> [Excerpted text]:

+===+

That visit marked a turning point. HAK-1 was no longer viewed only as a local concern, but as a reference case — a site where regional experience, technical expertise and targeted support could be used to test how legacy industrial pollution can be addressed systematically, responsibly and in a way that enables real decisions rather than further studies.
Between 2022 and early 2025, MedProgramme support under CP 1.1, financed by the Global Environment Facility (GEF), moved from dialogue to delivery.
Through a Small-Scale Funding Agreement, the programme supported the University of Tuzla, Faculty of Mining, Geology and Civil Engineering, to prepare a comprehensive Environmental Sound Management (ESM) Plan for the HAK-1 site. The objective was clear: turn years of data and concern into a plan that decision-makers could actually use.
New field investigations strengthened the evidence base. Five boreholes were drilled to better understand subsurface conditions and contamination pathways. Soil, groundwater and construction materials were analysed using established reference thresholds, including a target mercury concentration of 0.3 mg/kg and an intervention value of 10 mg/kg. All tested materials within the former facility exceeded the intervention level, confirming that passive management was no longer sufficient.
As one of the technical leads involved in the work explained:
“This plan was designed for reality, not for paper. We assessed what is technically sound, what can be implemented locally, and what would actually reduce risk, not just shift it elsewhere.”
The ESM Plan focuses on solutions that can realistically be implemented in Tuzla. Rather than relying on externally dependent or high-risk approaches, it prioritises on-site measures that reduce exposure while remaining technically and financially feasible.
Using a structured decision-making approach, the preferred remediation pathway combines immobilisation, soil stabilisation and phytoremediation. In practical terms, this includes a sealed containment structure to prevent mercury migration, an underground protective barrier along the site’s north-western boundary, and soil treatment using mineral additives that laboratory testing showed could reduce mercury availability by more than 60 percent.
More complex alternatives, such as exporting contaminated soil for treatment abroad, were assessed but considered significantly more costly and operationally challenging, particularly given the absence of domestic remediation facilities.
The ESM Plan is deliberately transparent about costs. While export-based solutions would require substantial financial resources, the in-country remediation package proposed in the plan is estimated at 3.33 million BAM, including taxes and contingency.
The plan is equally clear about what remains unresolved. Monitoring is identified as the key enabling condition for implementation. At present, no institution is formally mandated or resourced to monitor mercury behaviour before, during and after remediation. The ESM Plan therefore defines a three-phase monitoring framework and highlights the establishment of such a system as a prerequisite for safe and credible implementation.
From the government perspective, this clarity matters:
“For years, we knew HAK-1 posed a risk, but we lacked a clear, realistic roadmap. With MedProgramme support, we now have a plan that translates evidence into concrete options and costs, and that is a decisive step forward for Bosnia and Herzegovina.”
By 2026, HAK-1 has moved from being a known environmental concern to a project-ready case. The MedProgramme, with financing from the GEF, has not remediated the site — nor was it intended to. Instead, it delivered what had been missing for years: a technically grounded, costed and context-appropriate plan that allows national and local authorities to move forward with confidence.
What happens next will depend on decisions, mandates and resources. But for the first time, Tuzla is no longer asking whether something can be done at HAK-1 — it has the tools to decide how and when.

+===+

Dataset entries:
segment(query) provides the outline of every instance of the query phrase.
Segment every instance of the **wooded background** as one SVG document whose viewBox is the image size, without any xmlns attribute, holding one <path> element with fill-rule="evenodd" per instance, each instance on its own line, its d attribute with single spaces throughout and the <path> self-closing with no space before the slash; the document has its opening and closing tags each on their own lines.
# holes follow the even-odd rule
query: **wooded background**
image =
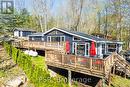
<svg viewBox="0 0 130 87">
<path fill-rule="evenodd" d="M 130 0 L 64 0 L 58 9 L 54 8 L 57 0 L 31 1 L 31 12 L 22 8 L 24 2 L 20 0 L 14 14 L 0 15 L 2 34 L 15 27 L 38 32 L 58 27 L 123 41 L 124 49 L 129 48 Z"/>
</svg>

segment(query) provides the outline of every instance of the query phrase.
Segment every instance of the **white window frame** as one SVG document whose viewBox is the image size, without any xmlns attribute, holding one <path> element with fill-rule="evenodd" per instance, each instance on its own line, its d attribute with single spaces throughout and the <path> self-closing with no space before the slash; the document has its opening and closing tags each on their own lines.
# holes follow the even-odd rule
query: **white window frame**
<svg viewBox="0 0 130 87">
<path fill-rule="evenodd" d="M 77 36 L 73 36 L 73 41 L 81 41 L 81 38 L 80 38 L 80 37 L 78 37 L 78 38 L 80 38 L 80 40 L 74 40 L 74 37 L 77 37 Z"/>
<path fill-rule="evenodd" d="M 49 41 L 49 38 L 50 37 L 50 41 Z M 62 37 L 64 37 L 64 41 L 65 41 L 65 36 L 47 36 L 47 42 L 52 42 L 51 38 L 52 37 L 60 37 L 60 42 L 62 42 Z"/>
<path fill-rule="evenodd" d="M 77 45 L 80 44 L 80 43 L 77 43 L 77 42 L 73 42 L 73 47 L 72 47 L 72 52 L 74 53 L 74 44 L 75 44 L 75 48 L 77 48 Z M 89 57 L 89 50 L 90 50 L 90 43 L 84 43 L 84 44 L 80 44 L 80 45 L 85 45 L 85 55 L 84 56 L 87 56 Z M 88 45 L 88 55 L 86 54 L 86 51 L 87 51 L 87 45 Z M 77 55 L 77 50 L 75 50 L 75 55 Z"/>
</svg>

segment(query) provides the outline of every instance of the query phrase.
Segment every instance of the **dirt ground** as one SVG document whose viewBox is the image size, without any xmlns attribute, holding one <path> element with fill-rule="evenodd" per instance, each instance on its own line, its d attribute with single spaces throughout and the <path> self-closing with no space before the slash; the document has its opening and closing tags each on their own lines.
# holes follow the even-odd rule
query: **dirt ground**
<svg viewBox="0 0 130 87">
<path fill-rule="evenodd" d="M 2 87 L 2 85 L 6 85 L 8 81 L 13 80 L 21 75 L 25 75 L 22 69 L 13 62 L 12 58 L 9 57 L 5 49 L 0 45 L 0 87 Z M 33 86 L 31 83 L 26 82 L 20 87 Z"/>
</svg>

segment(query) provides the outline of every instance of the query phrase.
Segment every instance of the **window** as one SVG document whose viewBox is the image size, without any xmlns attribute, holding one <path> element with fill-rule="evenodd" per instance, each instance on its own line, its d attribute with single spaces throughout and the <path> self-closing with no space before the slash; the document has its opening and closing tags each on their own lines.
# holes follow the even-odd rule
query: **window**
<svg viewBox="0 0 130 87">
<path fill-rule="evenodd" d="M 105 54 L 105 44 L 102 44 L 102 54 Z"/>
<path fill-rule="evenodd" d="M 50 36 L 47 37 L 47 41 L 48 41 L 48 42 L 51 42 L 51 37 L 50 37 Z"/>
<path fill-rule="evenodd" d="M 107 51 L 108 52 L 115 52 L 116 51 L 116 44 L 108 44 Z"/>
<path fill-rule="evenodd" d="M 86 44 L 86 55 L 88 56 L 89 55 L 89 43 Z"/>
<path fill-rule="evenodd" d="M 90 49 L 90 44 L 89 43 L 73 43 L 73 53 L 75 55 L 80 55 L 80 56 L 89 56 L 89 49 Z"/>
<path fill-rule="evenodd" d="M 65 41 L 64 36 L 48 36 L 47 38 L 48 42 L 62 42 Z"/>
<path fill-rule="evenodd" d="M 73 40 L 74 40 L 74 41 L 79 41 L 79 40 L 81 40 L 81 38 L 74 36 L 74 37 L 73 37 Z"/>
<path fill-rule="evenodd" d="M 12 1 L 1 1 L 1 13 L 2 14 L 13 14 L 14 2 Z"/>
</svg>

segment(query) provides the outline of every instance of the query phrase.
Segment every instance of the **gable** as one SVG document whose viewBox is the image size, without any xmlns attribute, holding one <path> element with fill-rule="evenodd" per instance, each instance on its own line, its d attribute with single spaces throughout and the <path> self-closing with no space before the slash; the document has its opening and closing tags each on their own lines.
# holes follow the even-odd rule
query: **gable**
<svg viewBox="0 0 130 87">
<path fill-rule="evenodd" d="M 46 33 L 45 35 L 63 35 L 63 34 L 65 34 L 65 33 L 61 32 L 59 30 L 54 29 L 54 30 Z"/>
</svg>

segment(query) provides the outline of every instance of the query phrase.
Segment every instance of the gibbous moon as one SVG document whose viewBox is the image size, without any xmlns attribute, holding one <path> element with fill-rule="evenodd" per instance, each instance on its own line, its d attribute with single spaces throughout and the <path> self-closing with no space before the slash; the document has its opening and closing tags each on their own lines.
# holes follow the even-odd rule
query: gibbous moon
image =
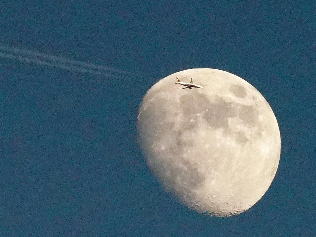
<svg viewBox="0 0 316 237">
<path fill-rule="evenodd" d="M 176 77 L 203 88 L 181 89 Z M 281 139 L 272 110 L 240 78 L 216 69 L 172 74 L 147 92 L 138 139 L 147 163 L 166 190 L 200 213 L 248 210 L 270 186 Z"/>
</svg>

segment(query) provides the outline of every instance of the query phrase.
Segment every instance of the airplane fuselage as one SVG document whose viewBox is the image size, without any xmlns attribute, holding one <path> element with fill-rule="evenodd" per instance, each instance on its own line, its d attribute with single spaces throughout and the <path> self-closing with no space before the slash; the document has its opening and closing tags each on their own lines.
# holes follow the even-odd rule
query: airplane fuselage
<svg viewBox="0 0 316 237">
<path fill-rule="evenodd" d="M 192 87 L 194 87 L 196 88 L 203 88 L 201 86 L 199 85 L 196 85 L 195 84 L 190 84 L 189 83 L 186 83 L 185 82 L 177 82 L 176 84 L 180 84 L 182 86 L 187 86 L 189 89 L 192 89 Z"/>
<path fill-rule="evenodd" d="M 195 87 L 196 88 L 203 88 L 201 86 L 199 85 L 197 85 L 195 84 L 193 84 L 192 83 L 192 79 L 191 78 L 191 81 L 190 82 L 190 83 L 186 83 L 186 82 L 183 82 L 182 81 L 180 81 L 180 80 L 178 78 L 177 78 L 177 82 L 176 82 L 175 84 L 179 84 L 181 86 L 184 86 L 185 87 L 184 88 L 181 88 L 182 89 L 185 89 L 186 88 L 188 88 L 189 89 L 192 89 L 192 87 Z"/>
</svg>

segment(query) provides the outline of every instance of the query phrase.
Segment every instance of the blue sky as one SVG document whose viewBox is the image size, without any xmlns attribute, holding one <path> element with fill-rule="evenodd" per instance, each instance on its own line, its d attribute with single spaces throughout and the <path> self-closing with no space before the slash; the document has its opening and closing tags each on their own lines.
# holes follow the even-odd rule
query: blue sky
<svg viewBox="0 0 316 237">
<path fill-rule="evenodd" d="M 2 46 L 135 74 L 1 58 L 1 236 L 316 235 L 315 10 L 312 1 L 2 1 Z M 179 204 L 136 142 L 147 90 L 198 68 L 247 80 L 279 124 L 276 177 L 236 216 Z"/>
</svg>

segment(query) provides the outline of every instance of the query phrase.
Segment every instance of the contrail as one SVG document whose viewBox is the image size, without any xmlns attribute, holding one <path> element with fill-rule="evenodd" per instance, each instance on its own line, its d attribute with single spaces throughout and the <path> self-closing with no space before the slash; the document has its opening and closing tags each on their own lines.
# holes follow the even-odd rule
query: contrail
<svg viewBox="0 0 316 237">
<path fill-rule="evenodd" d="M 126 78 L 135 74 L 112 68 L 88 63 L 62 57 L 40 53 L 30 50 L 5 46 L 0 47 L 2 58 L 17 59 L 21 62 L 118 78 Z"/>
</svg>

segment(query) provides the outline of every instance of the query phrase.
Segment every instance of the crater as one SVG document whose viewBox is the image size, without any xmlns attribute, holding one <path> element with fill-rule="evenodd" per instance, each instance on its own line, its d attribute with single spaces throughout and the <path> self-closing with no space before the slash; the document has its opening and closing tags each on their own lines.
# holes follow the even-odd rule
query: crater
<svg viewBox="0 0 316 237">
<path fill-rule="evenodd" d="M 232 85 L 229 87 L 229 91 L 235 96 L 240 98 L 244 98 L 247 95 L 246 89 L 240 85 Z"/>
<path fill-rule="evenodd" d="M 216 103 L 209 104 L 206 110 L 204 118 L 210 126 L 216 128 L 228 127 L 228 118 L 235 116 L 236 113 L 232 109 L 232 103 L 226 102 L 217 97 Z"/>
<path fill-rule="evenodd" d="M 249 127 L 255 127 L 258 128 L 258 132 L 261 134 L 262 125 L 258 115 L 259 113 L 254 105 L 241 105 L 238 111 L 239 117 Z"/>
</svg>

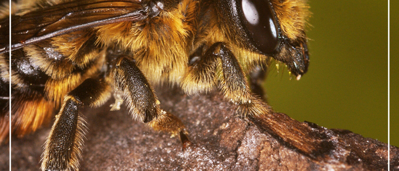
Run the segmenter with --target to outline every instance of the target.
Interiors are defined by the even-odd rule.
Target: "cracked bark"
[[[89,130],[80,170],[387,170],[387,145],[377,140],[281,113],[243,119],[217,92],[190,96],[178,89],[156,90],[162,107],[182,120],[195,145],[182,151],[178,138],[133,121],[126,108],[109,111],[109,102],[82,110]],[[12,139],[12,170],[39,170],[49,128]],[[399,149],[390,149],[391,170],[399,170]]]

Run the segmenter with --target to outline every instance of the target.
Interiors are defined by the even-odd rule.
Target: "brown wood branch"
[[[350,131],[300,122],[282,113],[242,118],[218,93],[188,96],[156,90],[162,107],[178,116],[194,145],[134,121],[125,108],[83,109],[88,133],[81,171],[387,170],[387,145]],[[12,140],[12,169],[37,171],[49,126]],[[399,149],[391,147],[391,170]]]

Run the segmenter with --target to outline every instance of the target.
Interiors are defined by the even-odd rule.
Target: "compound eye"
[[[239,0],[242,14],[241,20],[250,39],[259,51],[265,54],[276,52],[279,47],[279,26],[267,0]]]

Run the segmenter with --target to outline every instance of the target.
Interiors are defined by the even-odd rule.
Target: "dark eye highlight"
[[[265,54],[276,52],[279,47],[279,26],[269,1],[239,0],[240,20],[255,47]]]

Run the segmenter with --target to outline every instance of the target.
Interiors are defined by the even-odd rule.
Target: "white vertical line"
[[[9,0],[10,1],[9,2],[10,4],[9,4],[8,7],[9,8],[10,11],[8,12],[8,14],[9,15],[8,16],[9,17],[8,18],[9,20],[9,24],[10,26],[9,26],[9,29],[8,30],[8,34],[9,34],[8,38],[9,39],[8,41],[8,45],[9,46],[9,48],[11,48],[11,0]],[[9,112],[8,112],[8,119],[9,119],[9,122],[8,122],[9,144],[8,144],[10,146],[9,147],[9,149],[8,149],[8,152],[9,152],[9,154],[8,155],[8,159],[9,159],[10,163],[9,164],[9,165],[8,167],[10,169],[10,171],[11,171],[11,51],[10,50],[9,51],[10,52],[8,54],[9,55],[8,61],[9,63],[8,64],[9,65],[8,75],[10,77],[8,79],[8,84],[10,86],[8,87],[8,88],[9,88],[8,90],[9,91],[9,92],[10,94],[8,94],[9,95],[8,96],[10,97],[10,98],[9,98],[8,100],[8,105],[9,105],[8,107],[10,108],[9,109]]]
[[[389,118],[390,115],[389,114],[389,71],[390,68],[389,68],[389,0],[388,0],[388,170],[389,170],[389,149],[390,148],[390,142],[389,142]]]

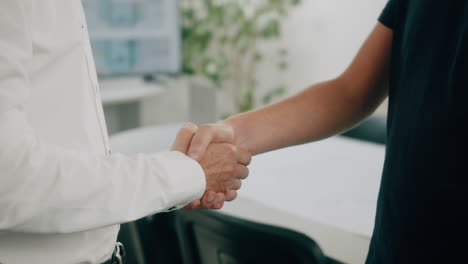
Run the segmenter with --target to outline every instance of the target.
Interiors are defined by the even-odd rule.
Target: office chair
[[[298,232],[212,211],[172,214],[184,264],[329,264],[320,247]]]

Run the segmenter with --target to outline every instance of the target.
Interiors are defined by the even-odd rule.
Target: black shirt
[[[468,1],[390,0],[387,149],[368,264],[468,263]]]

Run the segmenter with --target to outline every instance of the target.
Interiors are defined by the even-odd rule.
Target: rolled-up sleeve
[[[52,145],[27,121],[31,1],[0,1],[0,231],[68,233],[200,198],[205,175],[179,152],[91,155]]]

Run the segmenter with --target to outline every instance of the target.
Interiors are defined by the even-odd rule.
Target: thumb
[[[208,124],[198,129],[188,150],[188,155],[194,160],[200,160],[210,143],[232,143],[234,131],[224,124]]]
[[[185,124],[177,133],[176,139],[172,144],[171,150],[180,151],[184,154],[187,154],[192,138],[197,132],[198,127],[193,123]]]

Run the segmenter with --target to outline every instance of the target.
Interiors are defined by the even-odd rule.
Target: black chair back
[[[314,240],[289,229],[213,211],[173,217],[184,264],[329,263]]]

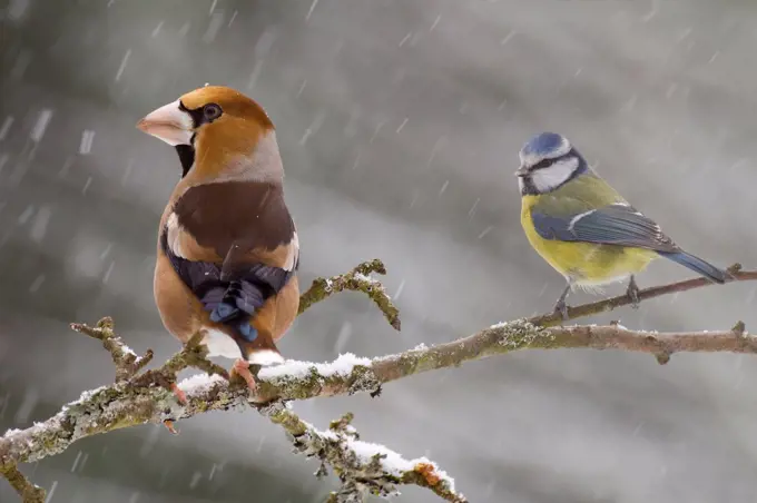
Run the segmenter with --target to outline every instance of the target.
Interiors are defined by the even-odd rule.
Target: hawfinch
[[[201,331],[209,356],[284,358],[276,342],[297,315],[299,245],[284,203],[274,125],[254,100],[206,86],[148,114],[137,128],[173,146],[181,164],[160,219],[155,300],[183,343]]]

+===+

> [Action item A]: List the three approaches that the preferred remediation pathway combines, according to the passage about the HAK-1 site.
> [Action item B]: In the passage about the HAK-1 site, what is the estimated cost of the in-country remediation package proposed in the ESM Plan?

> [Your solution A]:
- Immobilisation
- Soil stabilisation
- Phytoremediation

> [Your solution B]: 3.33 million BAM, including taxes and contingency.